WHAT THE EXERCISE ASKS> Extract every line below that contains the word "reindeer", matching case exactly.

RECORDS TO PROCESS>
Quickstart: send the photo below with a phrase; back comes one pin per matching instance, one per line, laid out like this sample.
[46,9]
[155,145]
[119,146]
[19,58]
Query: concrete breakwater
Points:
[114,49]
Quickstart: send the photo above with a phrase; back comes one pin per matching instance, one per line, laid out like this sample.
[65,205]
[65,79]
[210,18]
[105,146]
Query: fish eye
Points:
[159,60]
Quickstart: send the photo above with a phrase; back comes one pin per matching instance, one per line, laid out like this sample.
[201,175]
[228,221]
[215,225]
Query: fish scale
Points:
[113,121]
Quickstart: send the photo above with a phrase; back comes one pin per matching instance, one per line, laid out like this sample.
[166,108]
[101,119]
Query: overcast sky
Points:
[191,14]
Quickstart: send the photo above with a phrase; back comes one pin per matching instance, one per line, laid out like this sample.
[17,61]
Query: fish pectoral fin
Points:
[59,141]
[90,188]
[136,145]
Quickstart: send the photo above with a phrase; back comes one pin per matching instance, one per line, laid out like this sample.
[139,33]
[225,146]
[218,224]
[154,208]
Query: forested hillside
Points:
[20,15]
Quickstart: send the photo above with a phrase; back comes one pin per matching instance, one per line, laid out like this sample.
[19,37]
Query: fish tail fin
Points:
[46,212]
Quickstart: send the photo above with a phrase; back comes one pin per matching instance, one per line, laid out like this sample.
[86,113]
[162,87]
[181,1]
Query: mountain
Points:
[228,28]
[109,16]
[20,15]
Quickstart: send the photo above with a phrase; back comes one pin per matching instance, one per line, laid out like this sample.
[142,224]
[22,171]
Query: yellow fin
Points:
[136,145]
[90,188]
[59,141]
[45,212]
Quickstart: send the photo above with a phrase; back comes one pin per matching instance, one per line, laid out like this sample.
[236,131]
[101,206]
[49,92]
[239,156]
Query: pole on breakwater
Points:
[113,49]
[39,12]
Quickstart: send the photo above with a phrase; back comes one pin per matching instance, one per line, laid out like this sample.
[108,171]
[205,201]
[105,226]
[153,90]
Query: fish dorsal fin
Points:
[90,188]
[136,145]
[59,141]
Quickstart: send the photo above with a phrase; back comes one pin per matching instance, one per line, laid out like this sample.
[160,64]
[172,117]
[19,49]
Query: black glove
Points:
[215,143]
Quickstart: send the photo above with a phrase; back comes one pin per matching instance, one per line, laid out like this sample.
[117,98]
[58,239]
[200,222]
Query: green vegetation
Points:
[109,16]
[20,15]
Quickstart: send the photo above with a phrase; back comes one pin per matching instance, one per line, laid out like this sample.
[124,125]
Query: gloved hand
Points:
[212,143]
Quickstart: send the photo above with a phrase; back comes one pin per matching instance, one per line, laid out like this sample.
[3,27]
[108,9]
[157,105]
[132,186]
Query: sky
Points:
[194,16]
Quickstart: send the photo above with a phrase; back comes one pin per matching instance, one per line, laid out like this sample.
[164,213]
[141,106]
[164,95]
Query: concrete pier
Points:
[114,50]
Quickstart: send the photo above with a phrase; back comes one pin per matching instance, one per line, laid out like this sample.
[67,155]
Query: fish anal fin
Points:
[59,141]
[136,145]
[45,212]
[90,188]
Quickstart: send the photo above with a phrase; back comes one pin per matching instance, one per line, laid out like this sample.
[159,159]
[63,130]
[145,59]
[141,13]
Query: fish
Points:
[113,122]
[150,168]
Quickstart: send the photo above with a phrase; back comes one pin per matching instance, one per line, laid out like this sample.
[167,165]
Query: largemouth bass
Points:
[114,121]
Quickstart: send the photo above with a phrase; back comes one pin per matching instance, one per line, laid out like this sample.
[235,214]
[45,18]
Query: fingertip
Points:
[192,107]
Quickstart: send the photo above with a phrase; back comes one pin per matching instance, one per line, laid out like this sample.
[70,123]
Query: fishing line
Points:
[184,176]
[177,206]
==
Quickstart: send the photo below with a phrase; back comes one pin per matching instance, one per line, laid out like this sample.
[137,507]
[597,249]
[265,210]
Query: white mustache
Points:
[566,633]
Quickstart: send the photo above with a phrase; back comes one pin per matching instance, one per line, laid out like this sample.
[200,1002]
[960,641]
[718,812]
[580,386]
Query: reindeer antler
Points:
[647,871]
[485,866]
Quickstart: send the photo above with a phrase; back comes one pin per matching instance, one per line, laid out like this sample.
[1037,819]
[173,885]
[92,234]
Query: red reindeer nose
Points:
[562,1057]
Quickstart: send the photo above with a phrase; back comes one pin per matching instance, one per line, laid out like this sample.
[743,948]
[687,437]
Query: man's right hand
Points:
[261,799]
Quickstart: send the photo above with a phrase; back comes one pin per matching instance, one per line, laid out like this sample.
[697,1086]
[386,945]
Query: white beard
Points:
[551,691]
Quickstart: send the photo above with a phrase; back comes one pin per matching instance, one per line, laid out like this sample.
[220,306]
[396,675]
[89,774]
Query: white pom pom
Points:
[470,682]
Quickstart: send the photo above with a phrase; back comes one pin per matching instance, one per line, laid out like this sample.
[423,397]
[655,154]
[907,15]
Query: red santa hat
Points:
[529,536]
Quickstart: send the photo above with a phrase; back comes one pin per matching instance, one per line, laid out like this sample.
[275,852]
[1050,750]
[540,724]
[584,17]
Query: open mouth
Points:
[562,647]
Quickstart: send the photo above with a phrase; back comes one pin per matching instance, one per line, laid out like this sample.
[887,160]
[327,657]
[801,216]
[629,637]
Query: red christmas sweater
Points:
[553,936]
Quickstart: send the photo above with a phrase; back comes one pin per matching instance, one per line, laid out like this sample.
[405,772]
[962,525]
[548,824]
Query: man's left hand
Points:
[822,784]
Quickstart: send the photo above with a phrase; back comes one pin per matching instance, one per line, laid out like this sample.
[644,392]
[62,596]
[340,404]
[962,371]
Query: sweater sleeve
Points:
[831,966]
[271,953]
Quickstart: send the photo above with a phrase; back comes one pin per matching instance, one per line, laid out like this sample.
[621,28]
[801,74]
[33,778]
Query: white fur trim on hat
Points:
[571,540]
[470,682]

ANSWER TO THE EXERCISE>
Query: reindeer antler
Query: red reindeer nose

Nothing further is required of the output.